ARTICLE –
━━━━━━
# Amnesia freebies



## indicat33 (Jan 19, 2015)

Here's an Amnesia nug we are about to fire-up. Got 2 fem freebies of this with our last order from Herbies :View attachment 3334776View attachment 3334776- Nice & Smooth, a bit early but still much better than expensive local "dro" or "kind-bud". Fuck buying, we'll keep growing


----------



## rory420420 (Jan 19, 2015)

Was it an auto? I had a freebie that was a freebie..I grew it and the wife loved it..almost ordered more beans,but then I got my head out of a tank of chloroform....
Might bite the bullit for her still...
"some like jelly- jelly some like gold"


----------



## Soulkipper (Jan 22, 2015)

i've got an amnesia freebie from herbies that i'm going to clone then gang rape with some other freebies that came with the same order... hahaha. They were made for each other lol.

I really liked the pic of amnesia on the site.. yours isn't as bubbly as I would have imagined.. sucks


----------



## 420KushPharm (Jan 31, 2015)

Soulkipper said:


> i've got an amnesia freebie from herbies that i'm going to clone then gang rape with some other freebies that came with the same order... hahaha. They were made for each other lol.
> 
> I really liked the pic of amnesia on the site.. yours isn't as bubbly as I would have imagined.. sucks


My World of Seeds Amnesia is into day 62 from flip and she is looking and smelling amazing , looks wayyy better than the pic on the site hopefully yours is same pheno.


----------



## Soulkipper (Feb 3, 2015)

I dunno, it is a mix of plants though, but on the sites I've viewed the buds weren't too far from the pic, but the bubbling of the buds was what I fixated on.. The pic up above is a smaller bud compared to the main stem bud chosen for advertisement as well. 

I dunno how mine will turn out it's sorta acting up in the colder weather. I'm going to 24/7 the sunlight to try and combat that.


----------
━━━━━━
RECORDED DATA –
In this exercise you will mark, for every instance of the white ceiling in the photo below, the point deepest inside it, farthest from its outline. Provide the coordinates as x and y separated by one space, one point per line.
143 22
━━━━━━
WORK INSTRUCTIONS –
**1)** Translate into Spanish this sentence from the Amnesia thread: "The pic up above is a smaller bud compared to the main stem bud chosen for advertisement as well."
**2)** From the Amnesia thread, reproduce the passage running from "My World of" to "and combat that.".

RESULTS IN ORDER –
**1)** Además, la foto de arriba muestra un cogollo más pequeño que el cogollo del tallo principal elegido para la publicidad.

**2)**
My World of Seeds Amnesia is into day 62 from flip and she is looking and smelling amazing , looks wayyy better than the pic on the site hopefully yours is same pheno.


----------



## Soulkipper (Feb 3, 2015)

I dunno, it is a mix of plants though, but on the sites I've viewed the buds weren't too far from the pic, but the bubbling of the buds was what I fixated on.. The pic up above is a smaller bud compared to the main stem bud chosen for advertisement as well. 

I dunno how mine will turn out it's sorta acting up in the colder weather. I'm going to 24/7 the sunlight to try and combat that.